- [What this task involves] Each record that follows is to be reproduced character for character, pictures excepted.
BEGIN Provided material
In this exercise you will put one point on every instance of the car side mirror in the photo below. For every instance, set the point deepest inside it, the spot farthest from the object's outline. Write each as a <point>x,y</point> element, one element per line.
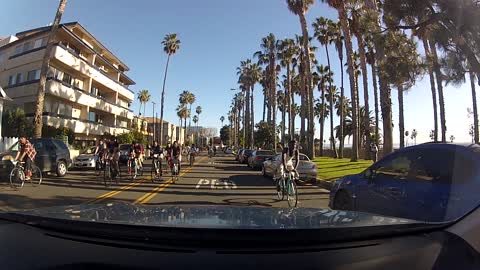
<point>369,174</point>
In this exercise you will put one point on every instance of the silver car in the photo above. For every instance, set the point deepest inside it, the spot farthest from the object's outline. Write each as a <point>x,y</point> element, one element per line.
<point>306,168</point>
<point>86,159</point>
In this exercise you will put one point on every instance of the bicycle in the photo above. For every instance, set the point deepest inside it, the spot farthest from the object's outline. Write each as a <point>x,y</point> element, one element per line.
<point>286,186</point>
<point>192,159</point>
<point>174,168</point>
<point>156,169</point>
<point>18,177</point>
<point>134,169</point>
<point>109,173</point>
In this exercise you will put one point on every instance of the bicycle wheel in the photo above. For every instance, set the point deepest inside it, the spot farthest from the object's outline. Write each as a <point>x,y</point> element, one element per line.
<point>292,193</point>
<point>280,189</point>
<point>107,174</point>
<point>36,176</point>
<point>17,178</point>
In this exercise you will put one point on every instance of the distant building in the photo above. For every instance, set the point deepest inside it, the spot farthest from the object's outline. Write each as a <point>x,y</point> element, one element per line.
<point>87,88</point>
<point>171,132</point>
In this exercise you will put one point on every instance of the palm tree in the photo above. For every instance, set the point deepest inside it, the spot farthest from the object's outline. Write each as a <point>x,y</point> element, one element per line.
<point>287,53</point>
<point>339,5</point>
<point>337,39</point>
<point>195,121</point>
<point>332,94</point>
<point>187,98</point>
<point>371,61</point>
<point>357,28</point>
<point>299,8</point>
<point>171,44</point>
<point>38,118</point>
<point>144,97</point>
<point>222,118</point>
<point>268,56</point>
<point>439,77</point>
<point>322,76</point>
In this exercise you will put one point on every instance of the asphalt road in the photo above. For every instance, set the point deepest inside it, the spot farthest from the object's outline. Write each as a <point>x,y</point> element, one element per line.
<point>221,182</point>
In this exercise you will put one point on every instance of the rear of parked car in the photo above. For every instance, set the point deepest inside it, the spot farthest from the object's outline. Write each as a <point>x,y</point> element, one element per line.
<point>255,161</point>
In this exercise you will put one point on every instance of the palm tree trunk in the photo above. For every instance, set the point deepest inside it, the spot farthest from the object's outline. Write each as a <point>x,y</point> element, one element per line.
<point>375,96</point>
<point>385,92</point>
<point>162,101</point>
<point>474,105</point>
<point>38,118</point>
<point>322,120</point>
<point>366,119</point>
<point>264,107</point>
<point>289,97</point>
<point>332,136</point>
<point>308,83</point>
<point>401,120</point>
<point>252,118</point>
<point>441,100</point>
<point>348,45</point>
<point>342,112</point>
<point>432,87</point>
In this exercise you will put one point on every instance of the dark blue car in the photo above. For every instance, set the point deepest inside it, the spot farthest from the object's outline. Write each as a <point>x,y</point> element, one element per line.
<point>431,182</point>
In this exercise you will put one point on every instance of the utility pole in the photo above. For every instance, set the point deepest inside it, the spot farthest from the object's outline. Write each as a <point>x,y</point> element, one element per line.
<point>154,121</point>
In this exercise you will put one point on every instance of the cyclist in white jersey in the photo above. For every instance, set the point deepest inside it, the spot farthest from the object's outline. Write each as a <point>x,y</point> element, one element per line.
<point>290,155</point>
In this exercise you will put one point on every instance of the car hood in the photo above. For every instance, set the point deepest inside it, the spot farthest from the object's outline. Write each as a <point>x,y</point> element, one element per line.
<point>214,217</point>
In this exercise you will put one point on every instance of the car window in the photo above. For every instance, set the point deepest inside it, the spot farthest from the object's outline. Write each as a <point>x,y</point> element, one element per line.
<point>59,144</point>
<point>397,166</point>
<point>445,166</point>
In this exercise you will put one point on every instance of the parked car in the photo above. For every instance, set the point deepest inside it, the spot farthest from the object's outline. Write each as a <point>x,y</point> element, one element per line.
<point>52,156</point>
<point>239,152</point>
<point>246,153</point>
<point>257,158</point>
<point>307,170</point>
<point>439,181</point>
<point>86,159</point>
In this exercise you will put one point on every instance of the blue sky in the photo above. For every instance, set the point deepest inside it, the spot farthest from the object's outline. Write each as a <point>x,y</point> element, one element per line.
<point>216,35</point>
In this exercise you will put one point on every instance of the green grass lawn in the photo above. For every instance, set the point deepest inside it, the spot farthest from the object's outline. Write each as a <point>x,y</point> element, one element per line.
<point>330,169</point>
END Provided material
- [Answer to this problem]
In this exercise you will put one point on every instance of the car side mirror in the photo below. For every instance, set the point deepest inside it, the spot farthest from the object's outline. Write each as a <point>x,y</point> element, one element per line.
<point>369,174</point>
In this exercise you will put one point on every instance of the silver car in the photo above. For every instance, set the point deepest inside it, the spot farthest from the object's outline. Write each as a <point>x,y</point> element, one element per line.
<point>306,168</point>
<point>86,159</point>
In this exercise you will put one point on every instance of the bicycle in the photo above. For every instance, set the point deepest inside it, the spot farthest from the object's outline. Write each as a <point>x,y</point> element, one element per line.
<point>286,186</point>
<point>192,159</point>
<point>174,168</point>
<point>156,169</point>
<point>18,177</point>
<point>134,169</point>
<point>109,173</point>
In this exercise you will put one point on every instance of the bicycle wheel in the photo above. For every instance, set the point deepest inside it, the spot farthest from the object's outline. Write each as a <point>x,y</point> element, one element per line.
<point>292,193</point>
<point>280,189</point>
<point>107,174</point>
<point>36,176</point>
<point>17,178</point>
In this exercise you will put one point on every instance of the distant building in the photo above. For every instance, set the point deepest inside it, the spot farthest from the object's outline. Write each as a <point>x,y</point> element, one element per line.
<point>87,88</point>
<point>171,132</point>
In this exercise you will put one point on every instance of the palm tree in the photo above. For every instance, set the point deepest inside it, the spot farthest from the object's outline. Write each as a <point>x,y</point> element, one element per line.
<point>287,53</point>
<point>339,5</point>
<point>337,39</point>
<point>195,121</point>
<point>332,94</point>
<point>187,98</point>
<point>371,61</point>
<point>357,28</point>
<point>299,8</point>
<point>171,44</point>
<point>38,118</point>
<point>144,97</point>
<point>222,118</point>
<point>268,56</point>
<point>439,77</point>
<point>322,76</point>
In this exercise you will put one point on every instance of the asphalt road in the photo above. For every instance, set the point deepest inside it, the spot farthest from the object's outline. Write each as a <point>x,y</point> element, one element per line.
<point>221,182</point>
In this exercise you will put one point on every instance of the rear of parked car in the photo above. For every instance, set the point deepest inside it, the spot farthest from the object's outline. Write each as a <point>x,y</point> element, one element per line.
<point>255,161</point>
In this exercise you will put one point on every instance of the palm tree trunk in the photo above. For every instance, set the point deepest inside it, the spot farthest from the object's outline. Write each as a <point>x,y</point> element, one element per line.
<point>375,96</point>
<point>385,92</point>
<point>162,101</point>
<point>474,105</point>
<point>38,118</point>
<point>322,120</point>
<point>366,119</point>
<point>264,107</point>
<point>289,97</point>
<point>332,136</point>
<point>308,83</point>
<point>401,120</point>
<point>252,118</point>
<point>441,100</point>
<point>348,45</point>
<point>342,112</point>
<point>432,87</point>
In this exercise you will put one point on every instance of the dark blue car in the photo above. For every instance, set the point deepest inside it, the spot farthest from the object's outline. Write each as a <point>x,y</point> element, one element per line.
<point>431,182</point>
In this exercise you will put one point on every instance of the utility pole in the photo above. For every instance, set the point deepest inside it, the spot farthest from the object's outline. Write each as a <point>x,y</point> element, one element per line.
<point>154,121</point>
In this exercise you will put one point on every instance of the cyclist in white jersey in the photo above. For every instance, set the point deepest inside it, the spot farthest from the object's outline. Write each as a <point>x,y</point> element, one element per line.
<point>290,155</point>
In this exercise you will put one point on every instance of the car hood in the photo above. For every instance, set the point deepest inside it, the spot farthest from the object's outline. Write each as a <point>x,y</point> element, one element per line.
<point>214,217</point>
In this exercise you will put one point on every instance of the car window in the photo above. For every instance, set the point deepest inside it, the spot farthest from the object's outline. Write each as a <point>x,y</point> element, one element per line.
<point>59,144</point>
<point>397,166</point>
<point>445,166</point>
In this exercise you will put one point on every instance of the parked car in the photo above. For every instance, set the point deepest inside it, the spot farthest from the object's outline. Write each as a <point>x,y</point> element, one element per line.
<point>52,156</point>
<point>239,152</point>
<point>246,153</point>
<point>257,158</point>
<point>307,170</point>
<point>439,181</point>
<point>86,159</point>
In this exercise you will put one point on every instance of the blue sky in the photo above. For every instance, set the point deepest inside it, the spot farthest from the object's outline. Write each as a <point>x,y</point> element, one element per line.
<point>216,35</point>
In this exercise you will put one point on every instance of the green grass lawn in the photo above. For every instance, set the point deepest inside it, the spot farthest from the object's outline. Write each as a <point>x,y</point> element, one element per line.
<point>330,169</point>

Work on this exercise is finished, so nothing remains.